Dataset content:

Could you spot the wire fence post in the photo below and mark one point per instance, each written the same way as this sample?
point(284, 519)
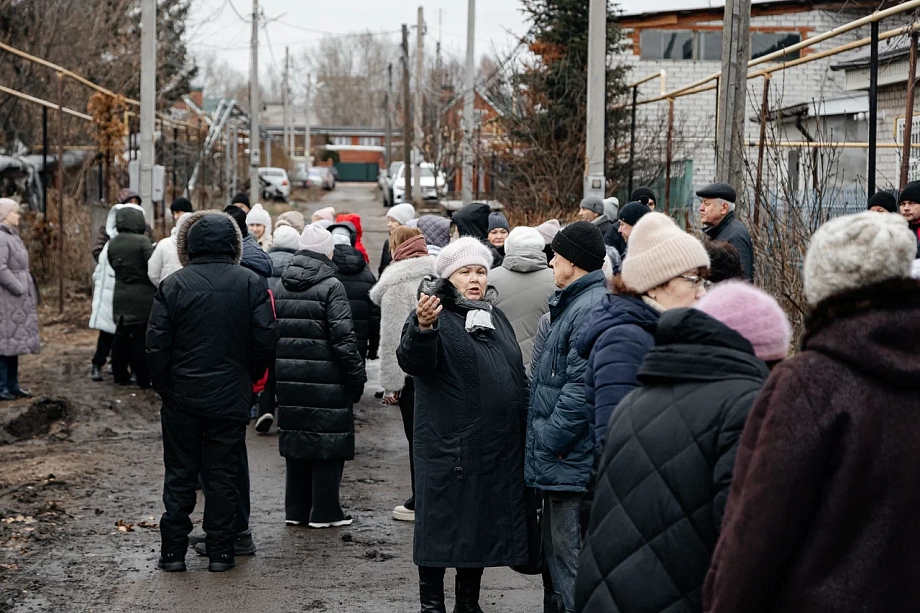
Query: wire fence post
point(764, 111)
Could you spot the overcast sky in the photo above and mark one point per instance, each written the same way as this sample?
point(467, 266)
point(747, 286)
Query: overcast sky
point(216, 27)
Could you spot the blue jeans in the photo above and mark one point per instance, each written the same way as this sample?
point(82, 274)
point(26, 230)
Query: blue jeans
point(9, 374)
point(565, 534)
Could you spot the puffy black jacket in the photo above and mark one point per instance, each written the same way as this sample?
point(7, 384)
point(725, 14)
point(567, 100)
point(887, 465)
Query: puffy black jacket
point(357, 278)
point(128, 255)
point(318, 368)
point(211, 330)
point(667, 468)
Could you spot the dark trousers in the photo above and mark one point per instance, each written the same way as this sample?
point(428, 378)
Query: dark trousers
point(130, 350)
point(211, 448)
point(407, 410)
point(103, 348)
point(311, 492)
point(9, 374)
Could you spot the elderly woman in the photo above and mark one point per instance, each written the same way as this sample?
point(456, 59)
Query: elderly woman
point(18, 303)
point(469, 429)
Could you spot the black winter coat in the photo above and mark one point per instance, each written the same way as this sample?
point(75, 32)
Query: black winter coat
point(128, 255)
point(211, 330)
point(470, 411)
point(357, 278)
point(318, 368)
point(667, 468)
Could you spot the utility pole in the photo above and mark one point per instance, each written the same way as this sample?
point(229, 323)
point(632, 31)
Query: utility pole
point(148, 103)
point(407, 116)
point(388, 145)
point(736, 52)
point(469, 95)
point(597, 99)
point(419, 111)
point(255, 108)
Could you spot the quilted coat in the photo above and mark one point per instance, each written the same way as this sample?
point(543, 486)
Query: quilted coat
point(822, 514)
point(18, 297)
point(559, 452)
point(470, 401)
point(397, 294)
point(614, 340)
point(318, 368)
point(666, 469)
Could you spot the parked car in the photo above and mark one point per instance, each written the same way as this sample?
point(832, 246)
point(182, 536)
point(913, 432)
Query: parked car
point(280, 185)
point(433, 184)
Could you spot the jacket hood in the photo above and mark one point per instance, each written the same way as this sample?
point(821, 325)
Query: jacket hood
point(348, 260)
point(130, 219)
point(691, 345)
point(216, 234)
point(473, 220)
point(305, 270)
point(874, 331)
point(616, 310)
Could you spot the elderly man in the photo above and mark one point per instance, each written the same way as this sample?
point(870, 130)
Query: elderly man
point(717, 212)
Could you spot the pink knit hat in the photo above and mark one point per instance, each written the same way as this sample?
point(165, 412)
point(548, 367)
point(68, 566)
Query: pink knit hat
point(753, 314)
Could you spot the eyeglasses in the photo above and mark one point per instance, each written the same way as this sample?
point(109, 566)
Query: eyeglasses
point(697, 281)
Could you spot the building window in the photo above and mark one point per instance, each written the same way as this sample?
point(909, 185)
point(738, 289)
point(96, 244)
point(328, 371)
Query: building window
point(706, 45)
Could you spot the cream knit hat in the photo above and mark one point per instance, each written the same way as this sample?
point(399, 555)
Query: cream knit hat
point(659, 251)
point(466, 251)
point(855, 251)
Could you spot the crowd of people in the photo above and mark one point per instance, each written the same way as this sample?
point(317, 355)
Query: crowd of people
point(608, 403)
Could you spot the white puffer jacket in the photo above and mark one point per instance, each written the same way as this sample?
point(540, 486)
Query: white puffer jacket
point(397, 295)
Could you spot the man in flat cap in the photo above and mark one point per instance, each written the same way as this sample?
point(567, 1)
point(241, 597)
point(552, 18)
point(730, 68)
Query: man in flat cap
point(717, 212)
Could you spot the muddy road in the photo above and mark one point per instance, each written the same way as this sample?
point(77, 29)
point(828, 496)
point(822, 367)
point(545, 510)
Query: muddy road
point(80, 500)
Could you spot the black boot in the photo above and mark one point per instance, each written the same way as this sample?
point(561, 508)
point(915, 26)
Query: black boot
point(468, 582)
point(431, 590)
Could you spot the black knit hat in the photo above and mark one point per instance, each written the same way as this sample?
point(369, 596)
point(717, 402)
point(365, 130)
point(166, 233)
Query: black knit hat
point(885, 199)
point(181, 205)
point(633, 212)
point(643, 195)
point(582, 244)
point(910, 192)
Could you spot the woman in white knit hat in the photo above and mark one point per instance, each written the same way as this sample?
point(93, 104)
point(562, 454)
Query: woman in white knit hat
point(665, 268)
point(470, 413)
point(399, 215)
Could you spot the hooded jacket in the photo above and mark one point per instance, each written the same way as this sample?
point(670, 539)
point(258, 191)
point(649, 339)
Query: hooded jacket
point(822, 514)
point(666, 470)
point(559, 453)
point(524, 282)
point(615, 339)
point(357, 279)
point(470, 405)
point(128, 253)
point(397, 295)
point(318, 368)
point(211, 330)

Work instructions:
Render every one of the lines above as a Markdown table with the columns Index and Line text, numbering the rows in order and skipping blank lines. Leave the pictures out of the table.

Task response:
| Index | Line text |
|---|---|
| 1 | Could you spot the wire fence post in the photo below and mark one point per instance, each written the same way as this sample? |
| 2 | point(284, 519) |
| 3 | Query: wire fence post |
| 4 | point(764, 111) |
| 5 | Could you spot the overcast sky in the photo above and mark one point per instance, each written the same way as this sample? |
| 6 | point(467, 266) |
| 7 | point(747, 286) |
| 8 | Query: overcast sky |
| 9 | point(216, 27) |
| 10 | Could you spot the blue jeans in the photo above and mark one point per instance, each written the same way as this sample? |
| 11 | point(82, 274) |
| 12 | point(26, 230) |
| 13 | Query: blue jeans |
| 14 | point(9, 374) |
| 15 | point(565, 534) |
| 16 | Could you spot the puffy black jacket in the photo above and mark one point per instance, each written the same way as this sample? |
| 17 | point(7, 384) |
| 18 | point(725, 14) |
| 19 | point(567, 100) |
| 20 | point(887, 465) |
| 21 | Query: puffy black jacket |
| 22 | point(357, 278) |
| 23 | point(128, 255) |
| 24 | point(318, 368) |
| 25 | point(211, 330) |
| 26 | point(667, 468) |
| 27 | Could you spot the dark trousers in the photo above and mark one point per instance, each written the same way as this sample? |
| 28 | point(428, 378) |
| 29 | Query: dark trousers |
| 30 | point(130, 350) |
| 31 | point(211, 448) |
| 32 | point(407, 410) |
| 33 | point(103, 348) |
| 34 | point(311, 492) |
| 35 | point(9, 374) |
| 36 | Could you spot the elderly woman in the photo above and mark one point per instance, each written the same way as this sample? |
| 37 | point(456, 59) |
| 38 | Query: elderly woman |
| 39 | point(18, 303) |
| 40 | point(469, 429) |
| 41 | Could you spot the black winter coat in the photo above and mark one point per instance, each written the same way as this sample? |
| 42 | point(75, 32) |
| 43 | Query: black winter coat |
| 44 | point(128, 255) |
| 45 | point(211, 330) |
| 46 | point(470, 411) |
| 47 | point(357, 278) |
| 48 | point(318, 368) |
| 49 | point(667, 468) |
| 50 | Could you spot the utility pole in the photo above and mark one point per instance, each written the same way as this sample? |
| 51 | point(229, 323) |
| 52 | point(632, 31) |
| 53 | Query: utility pole |
| 54 | point(148, 103) |
| 55 | point(407, 116) |
| 56 | point(388, 145) |
| 57 | point(736, 52) |
| 58 | point(469, 95) |
| 59 | point(597, 99) |
| 60 | point(419, 111) |
| 61 | point(255, 108) |
| 62 | Could you spot the quilted coat in the photo above and mark one point per instance, each written the same way as this sample? |
| 63 | point(543, 486) |
| 64 | Query: quilted coat |
| 65 | point(822, 514) |
| 66 | point(18, 297) |
| 67 | point(559, 452) |
| 68 | point(470, 401) |
| 69 | point(397, 294) |
| 70 | point(614, 340) |
| 71 | point(318, 368) |
| 72 | point(666, 469) |
| 73 | Could you spot the parked car in the photo above and mark one point per instance, each written the same way as this sample? |
| 74 | point(832, 246) |
| 75 | point(182, 536) |
| 76 | point(913, 432) |
| 77 | Query: parked car |
| 78 | point(280, 185) |
| 79 | point(433, 184) |
| 80 | Could you spot the jacket hood in the photo above and mark one point per instance, each written the same way as this sample? |
| 81 | point(821, 325) |
| 82 | Query: jacket hood |
| 83 | point(348, 260) |
| 84 | point(130, 219) |
| 85 | point(691, 345) |
| 86 | point(216, 234) |
| 87 | point(473, 220) |
| 88 | point(305, 270) |
| 89 | point(874, 331) |
| 90 | point(616, 310) |
| 91 | Could you spot the elderly man in the photo above and mark one point per instance, each written the same way as this sample? |
| 92 | point(870, 130) |
| 93 | Query: elderly man |
| 94 | point(717, 212) |
| 95 | Could you spot the pink knit hat in the photo above and mark one point per instance, each written the same way as this sample? |
| 96 | point(165, 412) |
| 97 | point(548, 367) |
| 98 | point(68, 566) |
| 99 | Query: pink knit hat |
| 100 | point(753, 314) |
| 101 | Could you spot the eyeglasses in the photo above and mark one point per instance, each written the same way as this sample? |
| 102 | point(109, 566) |
| 103 | Query: eyeglasses |
| 104 | point(697, 281) |
| 105 | Could you spot the building window in the photo above and mark one point per instance, each written the same way as this sample? |
| 106 | point(909, 185) |
| 107 | point(738, 289) |
| 108 | point(96, 244) |
| 109 | point(328, 371) |
| 110 | Query: building window |
| 111 | point(706, 45) |
| 112 | Could you spot the cream knit hat in the photo above and mark one point per instance, each written the same way as this sample? |
| 113 | point(399, 555) |
| 114 | Query: cream knit hat |
| 115 | point(659, 251) |
| 116 | point(466, 251) |
| 117 | point(855, 251) |
| 118 | Could you spot the crowd of people in the photo above and mark one point per instance, each written the same way as this sample? |
| 119 | point(317, 355) |
| 120 | Query: crowd of people |
| 121 | point(608, 403) |
| 122 | Could you spot the white puffer jacket in the photo above and mark one point per instance, each written the same way as this sample? |
| 123 | point(540, 486) |
| 124 | Query: white puffer jacket |
| 125 | point(397, 295) |
| 126 | Could you spot the man in flat cap in the photo above and mark one point per instance, each written the same way as this sample? |
| 127 | point(567, 1) |
| 128 | point(241, 597) |
| 129 | point(552, 18) |
| 130 | point(730, 68) |
| 131 | Query: man in flat cap |
| 132 | point(717, 212) |
| 133 | Could you spot the muddy road in the photo above and mark one point per instance, each written the same way as this sample? |
| 134 | point(77, 29) |
| 135 | point(828, 496) |
| 136 | point(822, 367) |
| 137 | point(545, 510) |
| 138 | Query: muddy road |
| 139 | point(80, 500) |
| 140 | Could you spot the black boot in the photo above and mark one point per instance, each written the same way as this sample? |
| 141 | point(561, 508) |
| 142 | point(915, 26) |
| 143 | Query: black boot |
| 144 | point(468, 582) |
| 145 | point(431, 590) |
| 146 | Could you spot the black knit hat in the photo above and mark one point per instance, each written the same way as this sample? |
| 147 | point(369, 596) |
| 148 | point(717, 402) |
| 149 | point(365, 130) |
| 150 | point(166, 233) |
| 151 | Query: black knit hat |
| 152 | point(885, 199) |
| 153 | point(181, 205) |
| 154 | point(633, 212) |
| 155 | point(643, 195) |
| 156 | point(582, 244) |
| 157 | point(910, 192) |
| 158 | Could you spot the woman in white knit hat in the photo above and mark one point per instance, each written the same way as this sample? |
| 159 | point(93, 104) |
| 160 | point(562, 454) |
| 161 | Query: woman in white knit hat |
| 162 | point(665, 268) |
| 163 | point(470, 413) |
| 164 | point(399, 215) |
| 165 | Could you spot the hooded jacket in the photo above and mark one point per instance, each written the same way as this sample? |
| 166 | point(670, 539) |
| 167 | point(258, 191) |
| 168 | point(649, 339) |
| 169 | Query: hooded jacket |
| 170 | point(822, 514) |
| 171 | point(666, 470) |
| 172 | point(559, 453) |
| 173 | point(524, 282) |
| 174 | point(615, 339) |
| 175 | point(357, 279) |
| 176 | point(470, 405) |
| 177 | point(128, 253) |
| 178 | point(397, 295) |
| 179 | point(318, 368) |
| 180 | point(211, 330) |